DOCUMENT SECTION »
## Begin
Re: [Mesa-dev] [PATCH 3/3] intel/compiler: add an optimization pass for booleans

2018-07-05 Thread Caio Marcelo de Oliveira Filho
(I had to stop reading to go home last Tuesday, so here are the
remaining comments.)


On Tue, May 15, 2018 at 01:05:21PM +0200, Iago Toral Quiroga wrote:
> NIR assumes that all booleans are 32-bit but Intel hardware produces
> booleans of the same size as the operands to the CMP instruction, so we
> can actually have 8-bit and 16-bit booleans. To work around this
> mismatch between NIR and the hardware, we emit boolean conversions to
> 32-bit right after emitting the CMP instruction during the NIR->FS
> pass, which makes interfacing with NIR a lot easier, but can leave
> unnecessary boolean conversions in the shader code.

Question: have you explored handling this at the NIR->FS conversion?
I.e. instead of generate the cmp + mov and then look for the cmp + mov
to fix up; when generating a cmp, perform those checks (at nir level)
and then pick the right bitsize.



> +/**
> + * Propagates the bit-size of the destination of a boolean instruction to
> + * all its consumers. If propagate_from_source is True, then the producer
> + * is a conversion MOV from a low bit-size boolean to 32-bit, and in that
> + * case the propagation happens from the source of the instruction instead
> + * of its destination.
## End
DATA PROVIDED »
## Begin
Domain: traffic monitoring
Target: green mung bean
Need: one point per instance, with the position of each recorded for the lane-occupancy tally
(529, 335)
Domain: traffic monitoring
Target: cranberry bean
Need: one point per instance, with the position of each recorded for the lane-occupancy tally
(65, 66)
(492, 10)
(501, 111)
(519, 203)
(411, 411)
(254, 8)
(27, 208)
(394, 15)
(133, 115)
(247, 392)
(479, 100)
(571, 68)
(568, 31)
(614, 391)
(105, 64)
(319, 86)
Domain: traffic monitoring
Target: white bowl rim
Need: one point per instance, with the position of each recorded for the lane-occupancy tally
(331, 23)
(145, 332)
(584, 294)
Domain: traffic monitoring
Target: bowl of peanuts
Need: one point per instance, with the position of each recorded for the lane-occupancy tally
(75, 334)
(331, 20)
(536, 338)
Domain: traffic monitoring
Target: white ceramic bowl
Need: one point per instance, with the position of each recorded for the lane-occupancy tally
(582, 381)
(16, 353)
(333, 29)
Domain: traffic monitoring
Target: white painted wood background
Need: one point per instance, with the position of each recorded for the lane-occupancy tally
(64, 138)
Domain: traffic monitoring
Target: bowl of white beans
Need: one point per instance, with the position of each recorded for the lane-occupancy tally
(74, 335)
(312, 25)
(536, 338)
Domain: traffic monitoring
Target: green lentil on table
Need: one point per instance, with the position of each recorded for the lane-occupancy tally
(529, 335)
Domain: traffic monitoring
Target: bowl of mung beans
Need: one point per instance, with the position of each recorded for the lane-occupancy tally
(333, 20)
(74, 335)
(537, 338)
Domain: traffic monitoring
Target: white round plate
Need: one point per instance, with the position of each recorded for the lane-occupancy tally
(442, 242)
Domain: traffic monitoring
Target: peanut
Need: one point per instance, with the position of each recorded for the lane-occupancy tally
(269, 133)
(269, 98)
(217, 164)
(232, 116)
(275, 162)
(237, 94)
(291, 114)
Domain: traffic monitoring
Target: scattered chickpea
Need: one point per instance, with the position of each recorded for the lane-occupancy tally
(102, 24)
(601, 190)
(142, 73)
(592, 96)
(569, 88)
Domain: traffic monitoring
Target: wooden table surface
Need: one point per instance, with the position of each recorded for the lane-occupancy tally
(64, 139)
## End
SET PROBLEM »
Write out the part of the mailing-list reply that begins at the words "Question: have you" and stops after "the right bitsize.", with "cmp" renamed to "compare" throughout.

OUTPUT OF THE EXERCISE »
Question: have you explored handling this at the NIR->FS conversion?
I.e. instead of generate the compare + mov and then look for the compare + mov
to fix up; when generating a compare, perform those checks (at nir level)
and then pick the right bitsize.